What to work on = Repeat every entry exactly. Pictures stay out.

Records from a data collection

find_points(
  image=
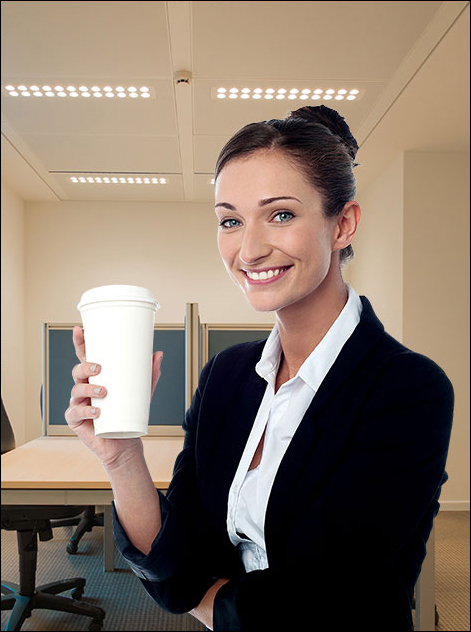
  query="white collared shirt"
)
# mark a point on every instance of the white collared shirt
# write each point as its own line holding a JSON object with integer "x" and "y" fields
{"x": 280, "y": 414}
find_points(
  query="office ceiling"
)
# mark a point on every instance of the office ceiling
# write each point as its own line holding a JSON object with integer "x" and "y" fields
{"x": 409, "y": 61}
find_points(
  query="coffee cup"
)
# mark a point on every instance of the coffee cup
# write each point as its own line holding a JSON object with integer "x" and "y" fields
{"x": 118, "y": 324}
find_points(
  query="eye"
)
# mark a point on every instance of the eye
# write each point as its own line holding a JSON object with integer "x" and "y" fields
{"x": 283, "y": 216}
{"x": 229, "y": 223}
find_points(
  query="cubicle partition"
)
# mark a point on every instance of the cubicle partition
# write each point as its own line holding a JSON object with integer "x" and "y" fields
{"x": 187, "y": 347}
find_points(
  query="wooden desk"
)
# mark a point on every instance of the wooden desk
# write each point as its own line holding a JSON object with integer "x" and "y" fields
{"x": 62, "y": 471}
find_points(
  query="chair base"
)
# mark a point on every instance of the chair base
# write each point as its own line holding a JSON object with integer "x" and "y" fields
{"x": 45, "y": 597}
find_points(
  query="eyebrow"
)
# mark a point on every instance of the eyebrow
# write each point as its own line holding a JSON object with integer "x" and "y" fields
{"x": 261, "y": 203}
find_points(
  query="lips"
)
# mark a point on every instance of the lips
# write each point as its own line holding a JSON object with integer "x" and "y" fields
{"x": 267, "y": 275}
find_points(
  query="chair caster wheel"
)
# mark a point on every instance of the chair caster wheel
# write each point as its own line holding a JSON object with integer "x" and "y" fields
{"x": 77, "y": 594}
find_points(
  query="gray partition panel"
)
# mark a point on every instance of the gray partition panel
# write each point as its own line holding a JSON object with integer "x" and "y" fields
{"x": 168, "y": 404}
{"x": 220, "y": 339}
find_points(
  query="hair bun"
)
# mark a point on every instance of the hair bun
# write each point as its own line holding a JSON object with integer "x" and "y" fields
{"x": 330, "y": 119}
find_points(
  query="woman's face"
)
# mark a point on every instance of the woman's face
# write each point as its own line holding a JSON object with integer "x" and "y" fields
{"x": 273, "y": 238}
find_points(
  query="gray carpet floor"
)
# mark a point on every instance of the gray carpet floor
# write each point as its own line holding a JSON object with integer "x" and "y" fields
{"x": 128, "y": 606}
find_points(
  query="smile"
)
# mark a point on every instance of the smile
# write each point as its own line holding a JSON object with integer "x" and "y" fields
{"x": 265, "y": 276}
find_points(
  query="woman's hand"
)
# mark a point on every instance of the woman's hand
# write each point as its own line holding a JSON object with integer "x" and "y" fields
{"x": 204, "y": 611}
{"x": 81, "y": 413}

Result below =
find_points(
  image=
  query="white collared shirt"
)
# mark a point on every instance of the white collared shirt
# write each point as its own line holding a JSON object with integer "x" and "y" fields
{"x": 280, "y": 414}
find_points(
  query="office ceiling"
)
# mark a point on every instance of the office ceiling
# write each point as its own line holding a JSON object with integer "x" and "y" fields
{"x": 409, "y": 61}
find_points(
  query="coffee cup"
)
# mark a point on every instance of the coffee cup
# write each point as its own line holding a JSON object with integer "x" and "y" fields
{"x": 118, "y": 324}
find_points(
  query="eye"
)
# mark a point on every instance of the eye
# write each point as its own line holding a JSON object with integer "x" and "y" fields
{"x": 283, "y": 216}
{"x": 229, "y": 223}
find_points(
  query="cubicle partition"
)
# mark a point on every instance of the cubicle partition
# write each point as its own line holding a JSON object with integer "x" and "y" fields
{"x": 187, "y": 347}
find_points(
  query="wooden desk"
)
# mark a point on every instance of the wooden desk
# write each point as its own line holding a JSON object with integer "x" and "y" fields
{"x": 62, "y": 471}
find_points(
  query="chair base"
)
# mark a point on every instance of the chair base
# write each point as its own line holding a JSON object with integer "x" and "y" fields
{"x": 45, "y": 597}
find_points(
  query="eyebrow"
)
# mark a point on every instance of the eyebrow
# write each point as its own line holding a JSON object with integer "x" and "y" fields
{"x": 261, "y": 203}
find_points(
  query="lips"
)
# mark a point on every instance of the lips
# write each point as its own line holding a JSON object with integer "x" and "y" fields
{"x": 267, "y": 275}
find_points(
  query="chair caster wheel"
)
# mark a point on every instance of the chair caster wheel
# write each point as its own line holding a JSON object with integer "x" and "y" fields
{"x": 77, "y": 594}
find_points(
  query="gray partition panel"
)
# mark a point on every instance of the gray partition panel
# write each point as its own line holding a JSON object with integer "x" and "y" fields
{"x": 168, "y": 404}
{"x": 220, "y": 339}
find_points(
  query="hair bun"
)
# mark a point on every instance of the hair bun
# write each point as its own line holding a JSON object with integer "x" and "y" fields
{"x": 330, "y": 119}
find_points(
  query="woman's face"
)
# mark a point on every instance of the woman's face
# write each point as its own line holding a JSON object with integer "x" and "y" fields
{"x": 273, "y": 238}
find_points(
  query="gray carpet floor"
)
# mark a point on every instance of the gray carpet floor
# write each point as its own line holding a JSON object with integer "x" and "y" fields
{"x": 128, "y": 606}
find_points(
  query="smile"
)
# mark a point on every instance of the smile
# write each point as its own line holding a JSON object with integer "x" and "y" fields
{"x": 265, "y": 276}
find_points(
  query="woman's hand"
)
# mark a point on every instance of the woman's hand
# write each point as its own line holding a JSON object with integer "x" and "y" fields
{"x": 204, "y": 611}
{"x": 81, "y": 413}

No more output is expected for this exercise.